### 给定任务 A
把原文中的“表示环境变量引用时,没有指定configMap的名称。”这句话翻译成英文。
══ 原文
8.K8s集群常见报错2
26.configMap未进行命名
(1).报错信息
[root@master231 replicationcontrollers]# kubectl apply -f 08-rc-configmaps-env.yaml The ReplicationController "oldboyedu-rc-cm-env" is invalid: * spec.template.spec.containers[0].env[0].valueFrom.configMapKeyRef.name: Invalid value: "": a lowercase RFC 1123 subdomain must consist of lower case alphanumeric characters, '-' or '.', and must start and end with an alphanumeric character (e.g. 'example.com', regex used for validation is '[a-z0-9]([-a-z0-9]*[a-z0-9])?(\.[a-z0-9]([-a-z0-9]*[a-z0-9])?)*') * spec.template.spec.containers[0].env[1].valueFrom.configMapKeyRef.name: Invalid value: "": a lowercase RFC 1123 subdomain must consist of lower case alphanumeric characters, '-' or '.', and must start and end with an alphanumeric character (e.g. 'example.com', regex used for validation is '[a-z0-9]([-a-z0-9]*[a-z0-9])?(\.[a-z0-9]([-a-z0-9]*[a-z0-9])?)*')
(2).问题原因
表示环境变量引用时,没有指定configMap的名称。
(3).解决方案
没有指定cm的名称。
════
══ 所给资料
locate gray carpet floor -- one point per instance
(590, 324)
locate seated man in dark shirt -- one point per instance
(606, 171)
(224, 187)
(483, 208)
════
### 给定任务 B
原样复制列表中从含有“locate seated man”的那一行起直到列表末尾的各行,首尾两行都要包括。

### 完整输出 A
It means that no configMap name was specified when the environment variable was referenced.

### 完整输出 B
locate seated man in dark shirt -- one point per instance
(606, 171)
(224, 187)
(483, 208)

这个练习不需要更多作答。